### Document excerpt
Renault is a leading automobile manufacturer based in France. It was established in 1899 with headquarters in Boulogne-Billancourt, France. The company produces a variety of cars and vans. The company has a number of subsidiaries operating under it. Renault is exclusively involved in various sports racing events such as Formula E and Formula 1. It has also started producing electric cars in collaboration with Nissan. In 2018, the company produced 4,120,063 vehicles and generated revenue of 57.42 billion Euros (Renault, 2019). The company has more than 181,000 employees (Renault-2, 2019).
Following is a detailed Porter Five Forces Model Analysis of Renault:

Competitive Rivalry – High

Renault competes against various other automotive manufacturers such as Nissan, Chrysler, Ford, and Honda. The industry continues to grow as mergers and alliances are formed between various manufacturers to pool resources for better output. The fixed costs of the business are high as establishing a manufacturing plant and marketing costs in billions of dollars. All brands offer different products. Commitments make it difficult for an organization to exit this industry. Customers would incur a moderate switching cost if they wish to procure a vehicle of another manufacturer as a car costs in thousands of dollars. Since each product is complex, customers-producer interaction is required. As a result, competitive rivalry is intense.

The Threat of New Entrants – Low

Renault has established a performance and cost advantage through experience. Its products are also proprietary and it is an established brand in the automotive industry. Buyers incur a moderate switching cost if their vehicle is a new and low switching cost if their vehicle is older. The capital needed to enter the industry is high in terms of establishing a production unit and marketing. Distribution channels are another issue as well for new entrants. Government licenses and compliance with various regulations in production is also required. Those already in the industry have gained a competitive advantage in terms of performance and cost through research and development. Thus, the threat of new entrants is low for Renault.

Bargaining Power of Suppliers – Low

The raw material needed by Renault includes plastic, glass, paint, aluminum, and various other components. All of these are standardized products and not unique. This also makes the switching cost for organizations in this industry low as the input materials are not differentiated. The contracts with suppliers are also short-term making it easier for switching to other suppliers. Once relationships are established with a supplier, new suppliers cannot easily enter the business as quality and other factors require trust that is built through time and experience (Navvabpour, 2018). Numerous suppliers are willing to provide the required components as the company offers business in millions. Also, the business is important for the suppliers as they gain continuous business from Renault. As a result, they are not in a position to bargain with the company.

### Tasks to carry out
1. In the Renault analysis, rewrite the passage from "The Threat of New Entrants –" up to and including "low for Renault.", changing "proprietary" to "patented".
2. Summarize the Renault analysis in two sentences.

Photo-based point labeling data:

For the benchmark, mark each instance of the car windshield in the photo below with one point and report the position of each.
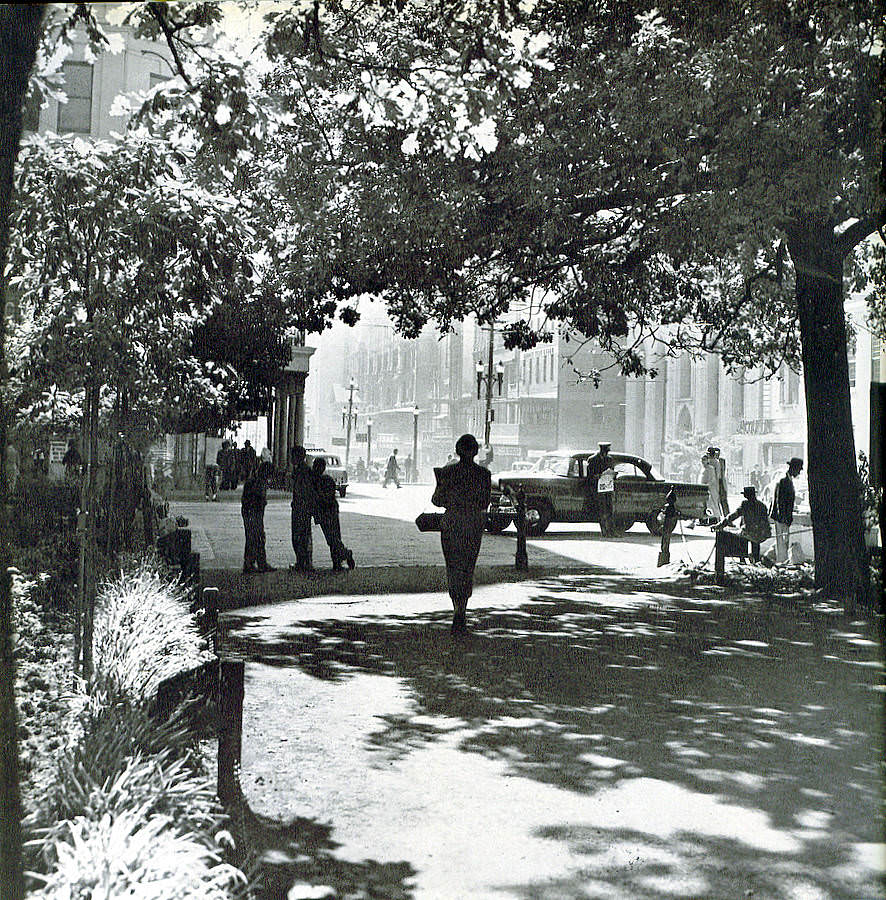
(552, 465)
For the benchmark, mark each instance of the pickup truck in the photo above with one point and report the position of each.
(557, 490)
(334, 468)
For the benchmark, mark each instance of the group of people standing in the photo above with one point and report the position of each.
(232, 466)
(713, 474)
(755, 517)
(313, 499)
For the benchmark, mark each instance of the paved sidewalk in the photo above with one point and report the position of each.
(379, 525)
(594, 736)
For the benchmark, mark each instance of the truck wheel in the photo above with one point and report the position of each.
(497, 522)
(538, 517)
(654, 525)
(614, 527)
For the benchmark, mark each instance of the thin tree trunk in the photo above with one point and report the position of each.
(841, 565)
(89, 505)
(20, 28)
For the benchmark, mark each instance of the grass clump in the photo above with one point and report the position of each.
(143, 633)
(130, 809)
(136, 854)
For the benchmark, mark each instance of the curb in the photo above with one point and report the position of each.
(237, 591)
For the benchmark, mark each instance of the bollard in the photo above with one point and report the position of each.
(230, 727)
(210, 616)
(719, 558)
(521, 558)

### Written answers
1.
The Threat of New Entrants – Low

Renault has established a performance and cost advantage through experience. Its products are also patented and it is an established brand in the automotive industry. Buyers incur a moderate switching cost if their vehicle is a new and low switching cost if their vehicle is older. The capital needed to enter the industry is high in terms of establishing a production unit and marketing. Distribution channels are another issue as well for new entrants. Government licenses and compliance with various regulations in production is also required. Those already in the industry have gained a competitive advantage in terms of performance and cost through research and development. Thus, the threat of new entrants is low for Renault.

2. Renault, a French automobile manufacturer established in 1899, faces high competitive rivalry from manufacturers such as Nissan, Chrysler, Ford, and Honda. Both the threat of new entrants and the bargaining power of suppliers are low, because entering the industry requires high capital and Renault has an established brand and cost advantage, while its raw materials are standardized and offered by numerous suppliers.